* GIVEN EXERCISE: Rewrite only the lines of the listing from the line with "Provide one marker per instance of the cyclist" up to and including its last line, requests included. Multiply every coordinate in the answers by 2.4 and round to whole numbers, with halves rounded up.

* INFORMATION SUPPLIED:

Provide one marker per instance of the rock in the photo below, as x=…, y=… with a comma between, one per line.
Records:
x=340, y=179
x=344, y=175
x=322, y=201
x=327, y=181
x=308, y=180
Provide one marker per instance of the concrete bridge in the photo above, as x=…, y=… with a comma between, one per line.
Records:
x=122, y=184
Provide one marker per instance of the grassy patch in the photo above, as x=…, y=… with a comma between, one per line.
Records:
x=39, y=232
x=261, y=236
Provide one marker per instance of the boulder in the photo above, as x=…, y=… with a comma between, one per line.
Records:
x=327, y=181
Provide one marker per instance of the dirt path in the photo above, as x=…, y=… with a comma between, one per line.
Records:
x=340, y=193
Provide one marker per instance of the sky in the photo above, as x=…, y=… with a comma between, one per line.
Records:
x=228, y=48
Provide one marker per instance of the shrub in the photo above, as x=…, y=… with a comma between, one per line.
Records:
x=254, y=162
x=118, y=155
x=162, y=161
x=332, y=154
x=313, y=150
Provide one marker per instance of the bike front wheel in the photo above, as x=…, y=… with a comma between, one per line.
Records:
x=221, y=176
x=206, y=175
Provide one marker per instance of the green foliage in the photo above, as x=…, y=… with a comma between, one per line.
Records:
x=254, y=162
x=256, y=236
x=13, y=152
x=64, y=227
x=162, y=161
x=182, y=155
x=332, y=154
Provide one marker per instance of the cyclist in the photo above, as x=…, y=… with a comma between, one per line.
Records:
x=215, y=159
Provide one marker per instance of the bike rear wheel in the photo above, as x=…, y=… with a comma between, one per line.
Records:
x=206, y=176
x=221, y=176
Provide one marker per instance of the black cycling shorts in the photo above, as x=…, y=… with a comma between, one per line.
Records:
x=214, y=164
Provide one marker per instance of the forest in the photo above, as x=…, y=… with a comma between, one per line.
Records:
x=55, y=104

* FINISHED EXERCISE:
Provide one marker per instance of the cyclist in the photo above, as x=…, y=… with a comma between, one per line.
Records:
x=516, y=382
Provide one marker per instance of the bike rear wheel in the photo above, as x=…, y=… with a comma between, one per line.
Records:
x=494, y=422
x=530, y=422
Provide one marker per instance of the black cycling shorts in the photo above, as x=…, y=… with a comma between, one per line.
Records:
x=514, y=394
Provide one marker per instance of the forest in the photo above, as x=…, y=… with a comma between, one per line.
Records:
x=132, y=250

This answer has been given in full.